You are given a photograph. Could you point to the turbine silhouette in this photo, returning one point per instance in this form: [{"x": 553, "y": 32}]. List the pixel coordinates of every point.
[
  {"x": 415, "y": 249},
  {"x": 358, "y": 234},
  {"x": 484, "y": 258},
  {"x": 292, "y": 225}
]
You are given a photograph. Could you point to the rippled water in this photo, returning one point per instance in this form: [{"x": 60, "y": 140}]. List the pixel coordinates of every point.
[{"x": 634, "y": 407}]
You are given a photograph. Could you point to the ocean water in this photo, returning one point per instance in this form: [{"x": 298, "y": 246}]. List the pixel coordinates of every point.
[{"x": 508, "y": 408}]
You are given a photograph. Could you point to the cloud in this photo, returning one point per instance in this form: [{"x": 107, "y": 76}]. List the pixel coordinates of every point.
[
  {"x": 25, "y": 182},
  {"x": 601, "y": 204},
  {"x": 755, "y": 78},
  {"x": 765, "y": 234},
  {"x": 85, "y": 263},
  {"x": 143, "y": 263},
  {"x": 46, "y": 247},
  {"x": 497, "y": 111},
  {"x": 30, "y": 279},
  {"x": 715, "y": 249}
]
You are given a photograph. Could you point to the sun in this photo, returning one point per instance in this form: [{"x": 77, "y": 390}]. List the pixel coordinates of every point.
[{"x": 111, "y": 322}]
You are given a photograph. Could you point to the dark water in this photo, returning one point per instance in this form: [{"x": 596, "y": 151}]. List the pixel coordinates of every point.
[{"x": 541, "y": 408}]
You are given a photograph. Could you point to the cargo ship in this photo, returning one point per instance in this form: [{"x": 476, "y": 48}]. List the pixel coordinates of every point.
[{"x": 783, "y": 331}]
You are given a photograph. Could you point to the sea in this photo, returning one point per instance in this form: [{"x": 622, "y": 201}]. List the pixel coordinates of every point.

+===+

(Short problem): Copy each record from above exactly, and include every line.

(Answer to this exercise):
You are given a photograph. Could you point to the turbine silhouette in this photo, returning one point per instance in this form: [{"x": 553, "y": 32}]. List the pixel coordinates of every point.
[
  {"x": 415, "y": 249},
  {"x": 358, "y": 234},
  {"x": 484, "y": 258},
  {"x": 292, "y": 225}
]
You are given a photograph. Could you point to the rippled water in this photo, returning one point per instance in this form: [{"x": 60, "y": 140}]. List the pixel coordinates of every point.
[{"x": 634, "y": 407}]
You are given a photograph. Could you point to the ocean water in this photo, returning one point per instance in this form: [{"x": 298, "y": 246}]. List the pixel coordinates of every point.
[{"x": 508, "y": 408}]
You are given a photograph. Could you point to the cloud in this photo, returning one point per instance in this form: [{"x": 107, "y": 76}]. List the pixel coordinates of every point.
[
  {"x": 25, "y": 182},
  {"x": 601, "y": 204},
  {"x": 755, "y": 78},
  {"x": 765, "y": 234},
  {"x": 85, "y": 263},
  {"x": 143, "y": 263},
  {"x": 46, "y": 247},
  {"x": 497, "y": 111},
  {"x": 30, "y": 279},
  {"x": 715, "y": 249}
]
You are given a photograph. Could you point to the sun in this photo, returning one point per instance in this form: [{"x": 77, "y": 390}]. List the pixel coordinates of every point.
[{"x": 111, "y": 322}]
You are given a photograph. Could you point to the dark water in this photo, returning one point per instance in this form: [{"x": 596, "y": 151}]. List the pixel coordinates of every point.
[{"x": 541, "y": 408}]
You are given a photograph. Could you point to the cargo ship in this photo, returning one point per instance in this form: [{"x": 476, "y": 48}]. List the pixel coordinates of every point.
[{"x": 783, "y": 331}]
You are given a photograph. Could you point to the sea in this photo, returning one point per instance in this form: [{"x": 622, "y": 201}]. List the pixel coordinates of every point.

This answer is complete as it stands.